Give back the full material, exactly as it reads.

§ Record extracts:
++++++

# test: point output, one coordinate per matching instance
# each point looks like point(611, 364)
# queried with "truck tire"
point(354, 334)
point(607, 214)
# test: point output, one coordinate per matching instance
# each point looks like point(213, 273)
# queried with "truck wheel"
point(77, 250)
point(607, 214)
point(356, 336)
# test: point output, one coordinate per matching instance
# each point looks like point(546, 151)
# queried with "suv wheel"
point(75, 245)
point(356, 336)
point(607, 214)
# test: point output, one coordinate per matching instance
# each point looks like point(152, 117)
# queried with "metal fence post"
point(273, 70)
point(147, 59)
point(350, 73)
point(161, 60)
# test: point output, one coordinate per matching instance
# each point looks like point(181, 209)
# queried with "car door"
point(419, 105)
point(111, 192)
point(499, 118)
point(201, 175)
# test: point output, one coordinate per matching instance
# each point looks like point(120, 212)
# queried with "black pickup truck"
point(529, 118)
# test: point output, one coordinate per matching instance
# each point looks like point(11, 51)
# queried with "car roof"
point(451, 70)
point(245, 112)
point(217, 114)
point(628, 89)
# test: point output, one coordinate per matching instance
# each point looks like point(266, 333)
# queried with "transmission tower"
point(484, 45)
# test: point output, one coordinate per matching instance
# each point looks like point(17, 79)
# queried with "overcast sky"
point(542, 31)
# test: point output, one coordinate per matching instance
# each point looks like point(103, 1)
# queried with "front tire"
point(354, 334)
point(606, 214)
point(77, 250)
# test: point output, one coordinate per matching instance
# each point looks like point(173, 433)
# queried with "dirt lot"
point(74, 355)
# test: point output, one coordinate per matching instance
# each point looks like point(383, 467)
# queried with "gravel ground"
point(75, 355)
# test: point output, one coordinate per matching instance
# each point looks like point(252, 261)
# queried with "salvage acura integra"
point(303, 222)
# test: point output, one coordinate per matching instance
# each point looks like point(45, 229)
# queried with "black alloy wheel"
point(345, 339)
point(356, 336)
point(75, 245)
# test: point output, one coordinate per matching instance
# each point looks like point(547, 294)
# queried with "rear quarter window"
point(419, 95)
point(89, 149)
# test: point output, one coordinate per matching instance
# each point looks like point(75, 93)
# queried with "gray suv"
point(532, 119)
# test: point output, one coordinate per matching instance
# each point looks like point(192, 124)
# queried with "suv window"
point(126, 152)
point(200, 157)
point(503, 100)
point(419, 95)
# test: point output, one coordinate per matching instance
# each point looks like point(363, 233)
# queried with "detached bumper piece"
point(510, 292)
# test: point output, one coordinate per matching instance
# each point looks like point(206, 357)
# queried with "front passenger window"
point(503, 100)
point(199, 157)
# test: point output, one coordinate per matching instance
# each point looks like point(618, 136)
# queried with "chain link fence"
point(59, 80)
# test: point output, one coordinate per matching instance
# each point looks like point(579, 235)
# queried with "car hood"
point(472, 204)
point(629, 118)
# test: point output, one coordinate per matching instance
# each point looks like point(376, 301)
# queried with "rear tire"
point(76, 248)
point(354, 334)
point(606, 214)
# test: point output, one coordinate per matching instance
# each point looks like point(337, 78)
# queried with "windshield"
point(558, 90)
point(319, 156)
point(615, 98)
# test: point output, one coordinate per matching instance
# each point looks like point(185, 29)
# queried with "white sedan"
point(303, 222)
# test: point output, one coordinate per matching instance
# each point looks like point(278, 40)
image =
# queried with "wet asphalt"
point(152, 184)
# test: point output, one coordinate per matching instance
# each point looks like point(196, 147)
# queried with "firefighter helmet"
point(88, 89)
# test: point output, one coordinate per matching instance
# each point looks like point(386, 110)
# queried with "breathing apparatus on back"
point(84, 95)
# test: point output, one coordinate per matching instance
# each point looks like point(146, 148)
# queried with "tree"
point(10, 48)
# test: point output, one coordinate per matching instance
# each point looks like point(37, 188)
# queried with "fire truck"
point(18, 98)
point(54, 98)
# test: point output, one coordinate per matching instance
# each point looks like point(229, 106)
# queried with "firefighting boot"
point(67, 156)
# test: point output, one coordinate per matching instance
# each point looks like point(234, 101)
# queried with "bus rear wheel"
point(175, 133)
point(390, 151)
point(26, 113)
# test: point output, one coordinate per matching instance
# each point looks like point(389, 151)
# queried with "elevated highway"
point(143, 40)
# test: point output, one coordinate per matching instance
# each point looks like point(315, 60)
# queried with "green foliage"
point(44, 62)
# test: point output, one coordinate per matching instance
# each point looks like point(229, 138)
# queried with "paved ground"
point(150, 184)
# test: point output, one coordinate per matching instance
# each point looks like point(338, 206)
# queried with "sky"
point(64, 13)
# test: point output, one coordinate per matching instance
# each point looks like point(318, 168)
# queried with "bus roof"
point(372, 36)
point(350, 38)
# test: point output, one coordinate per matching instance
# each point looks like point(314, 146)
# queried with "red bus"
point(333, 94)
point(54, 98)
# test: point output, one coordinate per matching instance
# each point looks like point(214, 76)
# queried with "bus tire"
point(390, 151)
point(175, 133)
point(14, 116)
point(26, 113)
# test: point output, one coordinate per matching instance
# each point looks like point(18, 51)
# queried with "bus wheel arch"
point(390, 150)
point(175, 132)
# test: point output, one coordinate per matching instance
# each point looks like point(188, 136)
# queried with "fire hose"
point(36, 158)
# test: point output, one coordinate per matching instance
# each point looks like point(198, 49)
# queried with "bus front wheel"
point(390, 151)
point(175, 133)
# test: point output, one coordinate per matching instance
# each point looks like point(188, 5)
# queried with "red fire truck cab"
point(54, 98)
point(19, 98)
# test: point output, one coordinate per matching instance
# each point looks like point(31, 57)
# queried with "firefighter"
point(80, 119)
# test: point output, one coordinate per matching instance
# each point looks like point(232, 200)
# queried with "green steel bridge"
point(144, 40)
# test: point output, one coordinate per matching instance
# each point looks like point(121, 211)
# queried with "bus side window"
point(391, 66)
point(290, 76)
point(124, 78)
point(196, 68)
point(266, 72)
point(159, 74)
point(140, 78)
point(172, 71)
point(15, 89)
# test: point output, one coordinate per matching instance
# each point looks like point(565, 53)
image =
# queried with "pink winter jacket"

++++++

§ Task result:
# test: point output, one coordinate per matching instance
# each point looks like point(611, 364)
# queried with "truck tire"
point(354, 334)
point(607, 214)
# test: point output, one coordinate per matching instance
# each point looks like point(213, 273)
# queried with "truck wheel"
point(77, 250)
point(607, 214)
point(356, 336)
# test: point output, one coordinate per matching instance
# each point looks like point(546, 151)
# queried with "suv wheel"
point(75, 245)
point(356, 336)
point(607, 214)
# test: point output, one coordinate per matching instance
# each point looks like point(152, 117)
# queried with "metal fence post"
point(273, 70)
point(147, 59)
point(350, 73)
point(161, 60)
# test: point output, one coordinate per matching instance
# each point looks like point(181, 209)
# queried with "car door"
point(419, 105)
point(111, 192)
point(499, 118)
point(201, 175)
# test: point output, one coordinate per matching instance
# each point looks like point(120, 212)
# queried with "black pickup truck"
point(529, 118)
# test: point output, one coordinate per matching instance
# each point looks like point(11, 51)
# queried with "car roof"
point(451, 70)
point(245, 112)
point(217, 114)
point(628, 89)
# test: point output, one coordinate per matching instance
# each point looks like point(266, 333)
# queried with "transmission tower"
point(484, 45)
# test: point output, one coordinate per matching instance
# each point looks like point(17, 79)
# queried with "overcast sky"
point(542, 31)
# test: point output, one coordinate per matching instance
# each point looks like point(103, 1)
# queried with "front tire"
point(354, 334)
point(606, 214)
point(77, 250)
# test: point output, one coordinate per matching instance
# each point looks like point(173, 433)
# queried with "dirt lot"
point(74, 355)
# test: point output, one coordinate per matching instance
# each point looks like point(383, 467)
# queried with "gravel ground"
point(75, 355)
# test: point output, one coordinate per matching instance
# each point looks like point(252, 261)
# queried with "salvage acura integra"
point(303, 222)
# test: point output, one coordinate per matching instance
# each point looks like point(45, 229)
# queried with "black alloy wheel"
point(345, 339)
point(356, 336)
point(75, 245)
# test: point output, one coordinate per matching instance
# each point looks like point(547, 294)
# queried with "rear quarter window"
point(419, 95)
point(89, 149)
# test: point output, one coordinate per matching instance
# each point looks like point(75, 93)
# queried with "gray suv"
point(532, 119)
# test: point output, one coordinate per matching instance
# each point looks like point(192, 124)
# queried with "suv window"
point(126, 152)
point(200, 157)
point(503, 100)
point(419, 95)
# test: point output, one coordinate per matching instance
# each point looks like point(363, 233)
# queried with "detached bumper piece"
point(510, 292)
# test: point output, one coordinate per matching instance
# each point looks like point(206, 357)
# queried with "front passenger window"
point(503, 100)
point(199, 157)
# test: point output, one coordinate per matching instance
# each point looks like point(618, 136)
# queried with "chain link fence"
point(59, 80)
# test: point output, one coordinate per matching instance
# each point looks like point(579, 235)
# queried with "car hood"
point(472, 204)
point(629, 118)
# test: point output, one coordinate per matching instance
# each point looks like point(376, 301)
# queried with "rear tire"
point(76, 248)
point(354, 334)
point(606, 214)
# test: point output, one coordinate per matching instance
# each point looks like point(337, 78)
# queried with "windshield"
point(558, 90)
point(319, 156)
point(615, 98)
# test: point output, one coordinate per matching instance
# each point looks like point(185, 29)
# queried with "white sedan"
point(303, 222)
# test: point output, one coordinate per matching instance
# each point looks like point(278, 40)
image =
# queried with "wet asphalt"
point(152, 184)
# test: point output, one coordinate per matching instance
# each point looks like point(196, 147)
# queried with "firefighter helmet"
point(88, 89)
# test: point output, one coordinate per matching instance
# each point looks like point(386, 110)
# queried with "breathing apparatus on back"
point(84, 95)
# test: point output, one coordinate per matching instance
# each point looks like point(146, 148)
# queried with "tree"
point(10, 48)
# test: point output, one coordinate per matching instance
# each point looks like point(37, 188)
# queried with "fire truck"
point(18, 98)
point(54, 98)
# test: point output, one coordinate per matching instance
# each point looks like point(229, 106)
# queried with "firefighting boot"
point(67, 156)
# test: point output, one coordinate per matching instance
# each point looks like point(234, 101)
# queried with "bus rear wheel"
point(175, 133)
point(390, 151)
point(26, 113)
# test: point output, one coordinate per matching instance
# each point looks like point(389, 151)
# queried with "elevated highway"
point(143, 40)
# test: point output, one coordinate per matching instance
# each point looks like point(315, 60)
# queried with "green foliage"
point(44, 62)
# test: point output, one coordinate per matching instance
# each point looks like point(229, 138)
# queried with "paved ground"
point(150, 184)
# test: point output, one coordinate per matching instance
# each point looks like point(338, 206)
# queried with "sky"
point(64, 13)
# test: point output, one coordinate per matching instance
# each point looks like point(318, 168)
# queried with "bus roof"
point(372, 36)
point(350, 38)
# test: point output, one coordinate per matching instance
# each point looks like point(314, 146)
# queried with "red bus"
point(333, 94)
point(54, 98)
# test: point output, one coordinate per matching instance
# each point looks like point(214, 76)
# queried with "bus tire"
point(390, 151)
point(175, 133)
point(14, 116)
point(26, 113)
# test: point output, one coordinate per matching instance
# each point looks like point(18, 51)
# queried with "bus wheel arch"
point(390, 150)
point(175, 132)
# test: point output, one coordinate per matching instance
# each point looks like point(188, 136)
# queried with "fire hose"
point(36, 158)
# test: point output, one coordinate per matching instance
# each point looks like point(198, 49)
# queried with "bus front wheel"
point(390, 151)
point(175, 133)
# test: point output, one coordinate per matching instance
# each point looks like point(188, 5)
# queried with "red fire truck cab"
point(54, 98)
point(19, 98)
# test: point output, one coordinate per matching instance
# each point looks like point(31, 57)
# queried with "firefighter"
point(80, 119)
# test: point output, one coordinate per matching instance
# each point looks like point(232, 200)
# queried with "green steel bridge"
point(144, 40)
# test: point output, one coordinate per matching instance
# each point looks like point(121, 211)
# queried with "bus side window"
point(391, 66)
point(290, 76)
point(124, 78)
point(196, 68)
point(266, 72)
point(159, 74)
point(140, 78)
point(172, 71)
point(15, 89)
# test: point output, one coordinate per matching instance
# each point looks like point(565, 53)
image =
# queried with "pink winter jacket"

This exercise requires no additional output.